## DIRECTIONS FOR THIS TASK
The required answer is a copy of each line in the entries below that includes "panel".

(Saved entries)
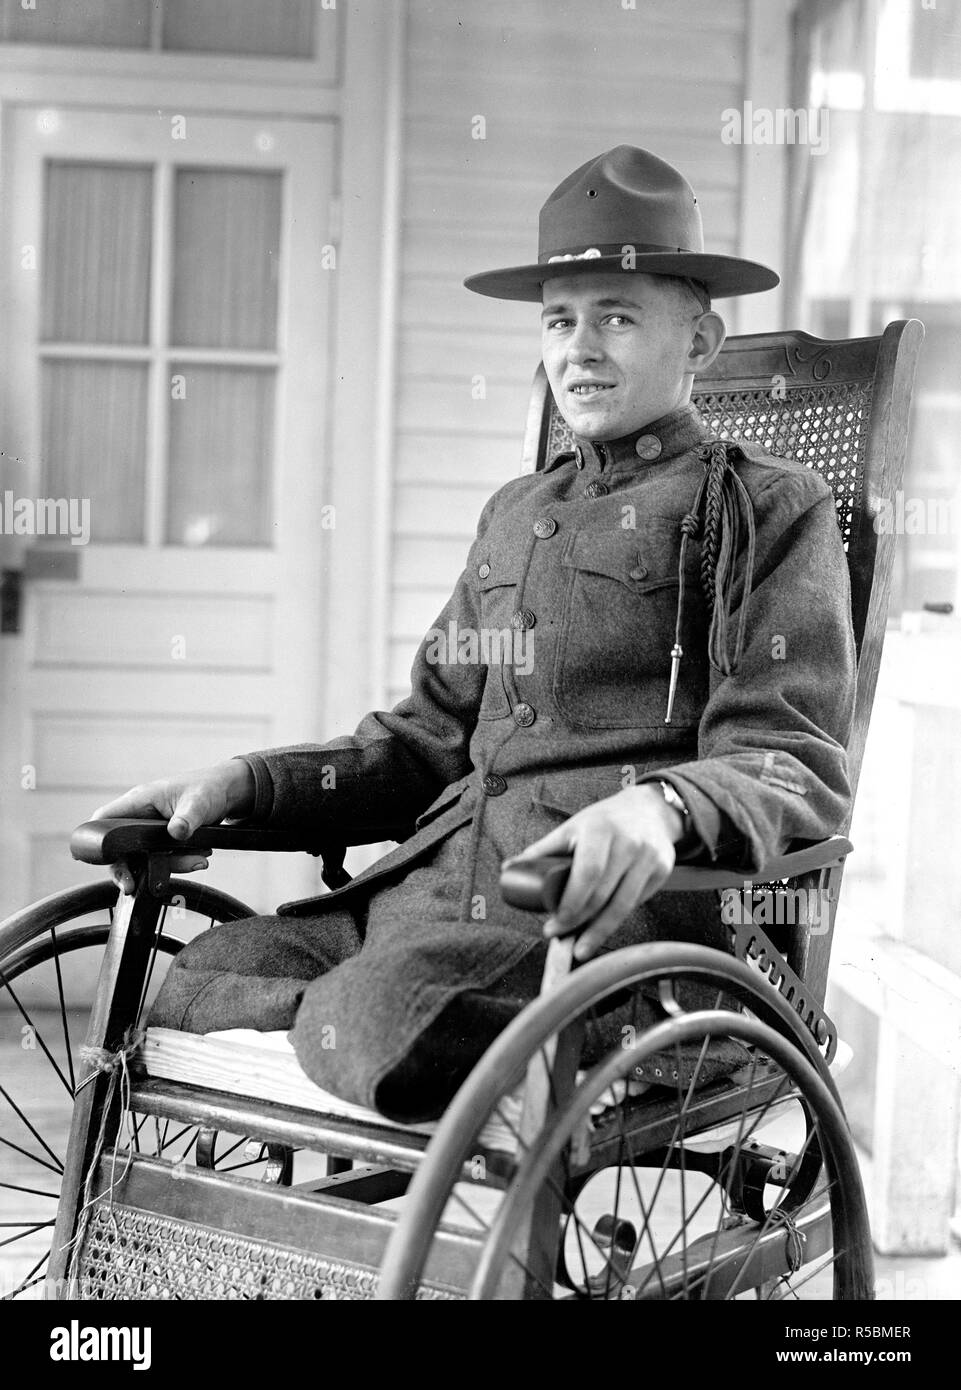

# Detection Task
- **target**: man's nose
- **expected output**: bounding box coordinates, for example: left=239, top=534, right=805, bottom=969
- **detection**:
left=566, top=323, right=604, bottom=364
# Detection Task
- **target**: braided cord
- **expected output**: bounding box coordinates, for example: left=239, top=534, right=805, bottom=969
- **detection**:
left=666, top=441, right=757, bottom=722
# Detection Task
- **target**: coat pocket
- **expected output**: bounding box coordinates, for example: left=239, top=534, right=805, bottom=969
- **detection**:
left=524, top=768, right=628, bottom=842
left=553, top=521, right=708, bottom=730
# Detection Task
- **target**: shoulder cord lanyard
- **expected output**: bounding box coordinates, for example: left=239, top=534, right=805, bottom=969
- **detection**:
left=666, top=441, right=758, bottom=724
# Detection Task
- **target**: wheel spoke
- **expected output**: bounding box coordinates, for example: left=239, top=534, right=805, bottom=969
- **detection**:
left=136, top=902, right=166, bottom=1025
left=0, top=969, right=74, bottom=1098
left=48, top=927, right=77, bottom=1095
left=2, top=1248, right=51, bottom=1300
left=447, top=1184, right=494, bottom=1235
left=0, top=1133, right=63, bottom=1176
left=601, top=1120, right=628, bottom=1301
left=675, top=1041, right=690, bottom=1291
left=0, top=1180, right=60, bottom=1199
left=702, top=1064, right=800, bottom=1284
left=702, top=1046, right=765, bottom=1270
left=0, top=1082, right=65, bottom=1171
left=156, top=1122, right=196, bottom=1156
left=655, top=1074, right=796, bottom=1296
left=629, top=1063, right=796, bottom=1298
left=0, top=1220, right=55, bottom=1251
left=619, top=1026, right=724, bottom=1294
left=602, top=1087, right=668, bottom=1294
left=212, top=1135, right=249, bottom=1165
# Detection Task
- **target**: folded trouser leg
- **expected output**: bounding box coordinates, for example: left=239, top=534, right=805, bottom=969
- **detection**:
left=146, top=909, right=364, bottom=1033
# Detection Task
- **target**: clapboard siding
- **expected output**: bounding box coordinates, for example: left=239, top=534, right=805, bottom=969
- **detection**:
left=399, top=329, right=542, bottom=386
left=397, top=378, right=533, bottom=437
left=396, top=432, right=523, bottom=487
left=388, top=0, right=752, bottom=707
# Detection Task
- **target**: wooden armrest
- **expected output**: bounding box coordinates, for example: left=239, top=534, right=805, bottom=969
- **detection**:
left=69, top=817, right=407, bottom=866
left=500, top=836, right=853, bottom=913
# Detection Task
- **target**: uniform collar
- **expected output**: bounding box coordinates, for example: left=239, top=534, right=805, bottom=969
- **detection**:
left=545, top=401, right=711, bottom=473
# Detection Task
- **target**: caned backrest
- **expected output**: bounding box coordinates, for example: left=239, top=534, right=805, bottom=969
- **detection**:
left=521, top=322, right=925, bottom=813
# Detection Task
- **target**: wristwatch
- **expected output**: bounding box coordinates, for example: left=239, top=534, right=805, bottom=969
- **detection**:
left=656, top=779, right=693, bottom=843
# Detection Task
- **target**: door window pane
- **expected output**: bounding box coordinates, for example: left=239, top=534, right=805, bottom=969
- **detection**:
left=0, top=0, right=151, bottom=47
left=162, top=0, right=314, bottom=58
left=42, top=162, right=152, bottom=345
left=166, top=365, right=274, bottom=546
left=171, top=169, right=281, bottom=350
left=40, top=360, right=148, bottom=543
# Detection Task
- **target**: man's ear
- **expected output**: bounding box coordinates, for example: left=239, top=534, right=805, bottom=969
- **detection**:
left=687, top=311, right=726, bottom=375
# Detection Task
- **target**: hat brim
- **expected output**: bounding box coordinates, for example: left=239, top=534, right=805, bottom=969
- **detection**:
left=464, top=252, right=779, bottom=302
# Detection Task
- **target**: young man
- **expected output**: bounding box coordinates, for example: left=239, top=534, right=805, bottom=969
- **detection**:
left=94, top=147, right=856, bottom=1122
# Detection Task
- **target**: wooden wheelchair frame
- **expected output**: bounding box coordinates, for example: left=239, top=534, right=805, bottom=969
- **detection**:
left=1, top=319, right=923, bottom=1300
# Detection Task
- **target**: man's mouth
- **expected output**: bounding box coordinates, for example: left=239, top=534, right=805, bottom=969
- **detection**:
left=568, top=383, right=615, bottom=397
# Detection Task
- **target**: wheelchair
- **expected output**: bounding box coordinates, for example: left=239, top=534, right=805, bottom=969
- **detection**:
left=0, top=320, right=924, bottom=1300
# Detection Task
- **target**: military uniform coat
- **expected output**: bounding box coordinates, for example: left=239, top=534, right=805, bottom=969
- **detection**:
left=149, top=404, right=857, bottom=1121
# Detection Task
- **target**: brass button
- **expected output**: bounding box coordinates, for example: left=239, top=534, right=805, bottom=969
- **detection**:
left=635, top=434, right=662, bottom=460
left=477, top=562, right=491, bottom=579
left=481, top=773, right=507, bottom=796
left=584, top=480, right=608, bottom=499
left=533, top=517, right=557, bottom=539
left=629, top=564, right=648, bottom=580
left=513, top=703, right=536, bottom=727
left=511, top=609, right=536, bottom=630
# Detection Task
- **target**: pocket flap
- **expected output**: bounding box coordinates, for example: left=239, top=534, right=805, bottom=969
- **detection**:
left=529, top=768, right=627, bottom=816
left=562, top=524, right=683, bottom=592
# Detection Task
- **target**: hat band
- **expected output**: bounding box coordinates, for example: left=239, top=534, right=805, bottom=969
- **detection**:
left=539, top=241, right=692, bottom=264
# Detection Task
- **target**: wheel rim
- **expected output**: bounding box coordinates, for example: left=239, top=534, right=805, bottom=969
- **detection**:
left=470, top=1011, right=870, bottom=1300
left=378, top=944, right=870, bottom=1301
left=0, top=878, right=260, bottom=1300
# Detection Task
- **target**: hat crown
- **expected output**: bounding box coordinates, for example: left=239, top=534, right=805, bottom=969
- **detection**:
left=538, top=145, right=704, bottom=261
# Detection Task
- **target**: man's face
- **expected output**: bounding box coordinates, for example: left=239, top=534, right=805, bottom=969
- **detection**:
left=541, top=272, right=701, bottom=440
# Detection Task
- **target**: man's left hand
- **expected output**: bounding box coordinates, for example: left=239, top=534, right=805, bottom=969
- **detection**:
left=504, top=784, right=685, bottom=961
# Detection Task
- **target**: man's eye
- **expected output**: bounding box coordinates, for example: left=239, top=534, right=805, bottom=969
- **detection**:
left=546, top=318, right=572, bottom=331
left=605, top=314, right=632, bottom=327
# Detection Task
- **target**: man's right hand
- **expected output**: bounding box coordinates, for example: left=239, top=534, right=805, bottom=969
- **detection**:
left=89, top=758, right=257, bottom=894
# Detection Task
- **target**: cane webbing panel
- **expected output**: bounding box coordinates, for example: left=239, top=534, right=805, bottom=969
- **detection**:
left=75, top=1202, right=461, bottom=1300
left=544, top=379, right=874, bottom=551
left=694, top=383, right=872, bottom=550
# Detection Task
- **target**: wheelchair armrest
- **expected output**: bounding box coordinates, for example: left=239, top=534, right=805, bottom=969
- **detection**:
left=500, top=836, right=853, bottom=913
left=69, top=817, right=408, bottom=866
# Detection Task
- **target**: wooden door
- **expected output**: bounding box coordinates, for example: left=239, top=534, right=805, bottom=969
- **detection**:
left=0, top=107, right=335, bottom=919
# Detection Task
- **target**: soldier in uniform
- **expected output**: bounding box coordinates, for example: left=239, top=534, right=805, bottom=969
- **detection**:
left=94, top=147, right=855, bottom=1122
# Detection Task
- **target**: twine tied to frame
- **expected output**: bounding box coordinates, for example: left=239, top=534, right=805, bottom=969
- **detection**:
left=62, top=1029, right=144, bottom=1295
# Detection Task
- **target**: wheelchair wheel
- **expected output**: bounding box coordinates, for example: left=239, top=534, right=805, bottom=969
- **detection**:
left=378, top=943, right=873, bottom=1301
left=0, top=877, right=260, bottom=1300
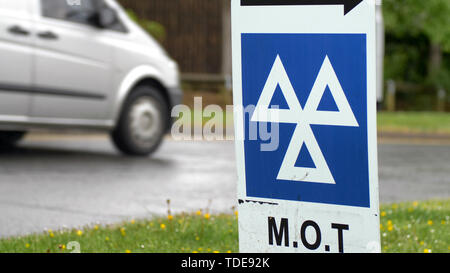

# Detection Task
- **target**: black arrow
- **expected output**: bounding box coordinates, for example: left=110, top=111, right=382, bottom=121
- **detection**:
left=241, top=0, right=364, bottom=15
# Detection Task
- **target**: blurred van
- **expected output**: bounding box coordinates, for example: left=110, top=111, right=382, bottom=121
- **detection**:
left=0, top=0, right=182, bottom=155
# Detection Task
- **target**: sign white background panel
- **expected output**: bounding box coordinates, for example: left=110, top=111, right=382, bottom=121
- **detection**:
left=232, top=0, right=380, bottom=253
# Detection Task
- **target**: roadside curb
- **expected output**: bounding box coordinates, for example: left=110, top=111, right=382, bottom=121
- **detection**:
left=378, top=131, right=450, bottom=145
left=24, top=130, right=450, bottom=145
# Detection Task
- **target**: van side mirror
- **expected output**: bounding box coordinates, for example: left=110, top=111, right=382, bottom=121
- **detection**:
left=97, top=7, right=117, bottom=28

## COMPLETED EXERCISE
- **target**: cane webbing panel
- **target**: sign white background panel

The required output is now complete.